## AIM OF THE TASK
From the listing below, select and copy each line that contains the string "branch".

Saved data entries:
▶
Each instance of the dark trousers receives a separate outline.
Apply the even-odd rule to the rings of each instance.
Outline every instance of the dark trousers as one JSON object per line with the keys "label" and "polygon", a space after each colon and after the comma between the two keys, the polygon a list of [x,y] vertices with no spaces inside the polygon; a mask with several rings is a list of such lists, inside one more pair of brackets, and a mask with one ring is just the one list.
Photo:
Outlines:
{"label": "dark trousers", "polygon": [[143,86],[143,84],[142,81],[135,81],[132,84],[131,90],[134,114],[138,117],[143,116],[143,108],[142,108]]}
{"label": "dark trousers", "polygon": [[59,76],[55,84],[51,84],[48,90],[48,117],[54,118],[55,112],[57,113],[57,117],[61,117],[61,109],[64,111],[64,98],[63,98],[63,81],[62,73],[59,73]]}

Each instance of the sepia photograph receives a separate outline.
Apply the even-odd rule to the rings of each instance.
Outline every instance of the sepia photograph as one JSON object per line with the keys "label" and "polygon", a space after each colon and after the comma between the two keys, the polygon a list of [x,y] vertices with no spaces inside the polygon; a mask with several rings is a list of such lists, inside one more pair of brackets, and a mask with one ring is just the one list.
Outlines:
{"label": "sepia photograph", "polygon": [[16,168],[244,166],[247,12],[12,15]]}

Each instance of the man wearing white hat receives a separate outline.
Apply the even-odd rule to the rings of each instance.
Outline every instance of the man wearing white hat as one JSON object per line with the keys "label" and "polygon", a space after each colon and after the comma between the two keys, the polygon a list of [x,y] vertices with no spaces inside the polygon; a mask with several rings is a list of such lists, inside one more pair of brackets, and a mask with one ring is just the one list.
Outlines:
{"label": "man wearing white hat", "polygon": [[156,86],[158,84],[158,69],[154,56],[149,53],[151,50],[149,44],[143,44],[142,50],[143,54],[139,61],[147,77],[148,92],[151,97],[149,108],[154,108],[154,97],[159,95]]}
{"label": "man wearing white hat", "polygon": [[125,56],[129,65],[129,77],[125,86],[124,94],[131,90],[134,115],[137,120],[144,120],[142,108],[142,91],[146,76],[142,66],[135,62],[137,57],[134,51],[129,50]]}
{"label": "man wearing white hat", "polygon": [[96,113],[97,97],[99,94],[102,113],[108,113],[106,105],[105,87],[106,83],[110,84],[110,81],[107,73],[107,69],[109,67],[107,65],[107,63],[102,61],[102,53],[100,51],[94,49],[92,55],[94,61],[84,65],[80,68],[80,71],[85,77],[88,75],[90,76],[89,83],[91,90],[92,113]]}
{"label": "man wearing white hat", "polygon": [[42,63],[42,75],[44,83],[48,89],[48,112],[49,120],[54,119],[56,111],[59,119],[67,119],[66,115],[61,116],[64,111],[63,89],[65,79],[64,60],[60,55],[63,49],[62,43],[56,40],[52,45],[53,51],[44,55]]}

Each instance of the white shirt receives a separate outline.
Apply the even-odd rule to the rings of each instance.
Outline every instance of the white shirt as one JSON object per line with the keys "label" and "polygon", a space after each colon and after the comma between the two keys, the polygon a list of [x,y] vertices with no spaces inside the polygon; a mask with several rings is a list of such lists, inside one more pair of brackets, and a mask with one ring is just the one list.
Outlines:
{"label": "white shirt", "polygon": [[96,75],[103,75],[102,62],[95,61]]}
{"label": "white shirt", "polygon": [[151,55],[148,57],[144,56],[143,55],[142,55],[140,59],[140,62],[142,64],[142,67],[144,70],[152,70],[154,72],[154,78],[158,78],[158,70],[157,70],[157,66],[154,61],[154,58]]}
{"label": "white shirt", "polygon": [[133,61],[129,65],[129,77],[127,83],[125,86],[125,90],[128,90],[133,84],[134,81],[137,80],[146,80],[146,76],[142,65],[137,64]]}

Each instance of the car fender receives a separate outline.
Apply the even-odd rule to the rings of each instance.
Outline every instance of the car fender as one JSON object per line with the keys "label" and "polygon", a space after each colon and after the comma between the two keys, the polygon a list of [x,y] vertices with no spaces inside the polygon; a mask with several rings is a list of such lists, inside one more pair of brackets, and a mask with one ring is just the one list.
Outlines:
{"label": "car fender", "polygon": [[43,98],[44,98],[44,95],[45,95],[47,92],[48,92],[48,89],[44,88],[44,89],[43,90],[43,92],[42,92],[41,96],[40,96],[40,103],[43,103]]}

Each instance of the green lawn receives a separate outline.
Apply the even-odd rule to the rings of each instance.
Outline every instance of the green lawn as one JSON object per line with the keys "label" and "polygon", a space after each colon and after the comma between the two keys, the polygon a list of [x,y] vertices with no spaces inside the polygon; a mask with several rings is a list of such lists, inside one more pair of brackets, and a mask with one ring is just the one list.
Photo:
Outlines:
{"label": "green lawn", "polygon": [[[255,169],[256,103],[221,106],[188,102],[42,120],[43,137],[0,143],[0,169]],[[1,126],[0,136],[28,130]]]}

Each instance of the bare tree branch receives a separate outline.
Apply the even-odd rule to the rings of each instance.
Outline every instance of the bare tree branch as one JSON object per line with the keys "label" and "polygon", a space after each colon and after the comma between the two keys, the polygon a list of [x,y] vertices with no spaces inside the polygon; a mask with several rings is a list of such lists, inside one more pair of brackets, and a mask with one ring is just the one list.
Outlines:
◀
## RESPONSE TO THE TASK
Each instance of the bare tree branch receives a separate outline.
Outline every instance of the bare tree branch as one JSON object per line with the keys "label" and "polygon", a space after each colon and after the comma between the two keys, the polygon a list of [x,y] vertices with no spaces inside the polygon; a mask with several rings is a list of such lists, inside one more pair of brackets, and a mask with one ring is just the one list.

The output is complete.